## EXTRAHIERTER TEXT
Bleifreie Elektronikproduktion fordert Entscheidungen
Investieren oder auslagern?

Bleifreie Elektronik ist heute in aller Munde, der 1. Juli 2006 von vielen Herstellern elektrischer und elektronischer Geräte gefürchtet. Dann treten die WEEE- (Waste from Electrical and Electronic Equipment) und RoHS- (Restriction of Hazardous Substances) Richtlinien der EU in Kraft, die die Verwendung von Schwermetallen und bromhaltigen Flammschutzmitteln in der Produktion von Elektro- und Elektronikgeräten verbieten.

## ZIEL DER AUFGABE
Zitiere den Text über bleifreie Elektronikproduktion vollständig und wortgetreu.

## DATENZEILEN
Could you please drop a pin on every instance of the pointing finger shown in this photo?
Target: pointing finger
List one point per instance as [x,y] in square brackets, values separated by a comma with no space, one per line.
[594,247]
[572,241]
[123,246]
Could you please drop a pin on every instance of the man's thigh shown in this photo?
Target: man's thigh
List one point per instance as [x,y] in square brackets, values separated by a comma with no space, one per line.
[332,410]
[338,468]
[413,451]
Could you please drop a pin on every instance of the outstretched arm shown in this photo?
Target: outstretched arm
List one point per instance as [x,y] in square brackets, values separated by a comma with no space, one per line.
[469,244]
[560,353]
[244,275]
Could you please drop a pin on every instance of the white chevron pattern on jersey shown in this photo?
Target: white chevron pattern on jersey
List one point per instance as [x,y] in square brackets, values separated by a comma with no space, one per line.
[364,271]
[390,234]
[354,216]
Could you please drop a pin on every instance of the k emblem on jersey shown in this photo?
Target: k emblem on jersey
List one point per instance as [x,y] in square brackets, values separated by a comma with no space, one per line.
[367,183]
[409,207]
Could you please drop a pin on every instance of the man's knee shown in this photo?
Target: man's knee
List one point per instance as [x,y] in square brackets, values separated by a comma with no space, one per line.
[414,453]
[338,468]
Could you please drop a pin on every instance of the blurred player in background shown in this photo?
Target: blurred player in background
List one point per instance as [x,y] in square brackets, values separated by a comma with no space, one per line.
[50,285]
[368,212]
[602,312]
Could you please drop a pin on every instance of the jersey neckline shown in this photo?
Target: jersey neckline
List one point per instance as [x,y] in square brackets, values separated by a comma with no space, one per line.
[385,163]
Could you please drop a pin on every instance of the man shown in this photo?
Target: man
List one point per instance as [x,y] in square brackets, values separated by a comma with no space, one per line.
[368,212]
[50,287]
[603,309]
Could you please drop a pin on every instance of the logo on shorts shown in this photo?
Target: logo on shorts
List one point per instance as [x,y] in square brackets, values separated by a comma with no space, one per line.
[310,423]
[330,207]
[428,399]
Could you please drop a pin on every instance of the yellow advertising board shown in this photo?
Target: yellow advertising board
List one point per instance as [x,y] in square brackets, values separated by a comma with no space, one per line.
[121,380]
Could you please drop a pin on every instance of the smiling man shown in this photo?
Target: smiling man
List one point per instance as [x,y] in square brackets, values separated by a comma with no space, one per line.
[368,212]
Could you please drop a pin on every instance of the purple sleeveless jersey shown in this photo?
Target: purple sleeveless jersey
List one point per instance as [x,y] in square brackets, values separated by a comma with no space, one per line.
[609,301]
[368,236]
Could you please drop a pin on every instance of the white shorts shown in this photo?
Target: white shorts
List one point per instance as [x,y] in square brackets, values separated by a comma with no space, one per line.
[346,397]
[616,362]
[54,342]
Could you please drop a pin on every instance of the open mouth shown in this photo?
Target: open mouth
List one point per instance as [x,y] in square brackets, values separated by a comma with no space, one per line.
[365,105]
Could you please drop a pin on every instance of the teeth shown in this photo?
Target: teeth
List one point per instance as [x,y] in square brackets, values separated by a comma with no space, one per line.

## ERGEBNIS DER AUFGABE
Bleifreie Elektronikproduktion fordert Entscheidungen
Investieren oder auslagern?

Bleifreie Elektronik ist heute in aller Munde, der 1. Juli 2006 von vielen Herstellern elektrischer und elektronischer Geräte gefürchtet. Dann treten die WEEE- (Waste from Electrical and Electronic Equipment) und RoHS- (Restriction of Hazardous Substances) Richtlinien der EU in Kraft, die die Verwendung von Schwermetallen und bromhaltigen Flammschutzmitteln in der Produktion von Elektro- und Elektronikgeräten verbieten.